BRIEF. Rewrite the items below with "innermost" changed to "central" and everything else kept the same. Leave the pictures out of your answer.

Position identification items.
>>>>

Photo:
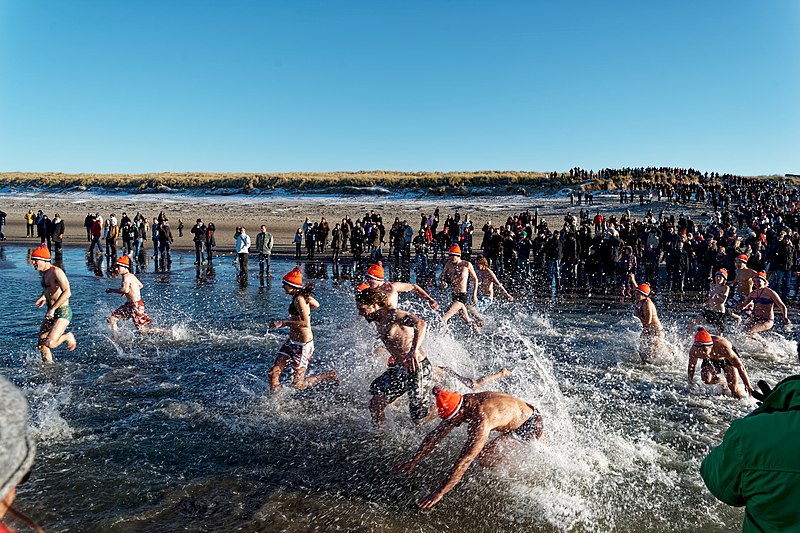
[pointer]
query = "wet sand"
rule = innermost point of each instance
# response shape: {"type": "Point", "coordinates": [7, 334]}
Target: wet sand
{"type": "Point", "coordinates": [284, 215]}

<<<<

FULL ANSWER.
Photo:
[pointer]
query = "wet sand"
rule = central point of each instance
# response shape: {"type": "Point", "coordinates": [7, 334]}
Target: wet sand
{"type": "Point", "coordinates": [284, 215]}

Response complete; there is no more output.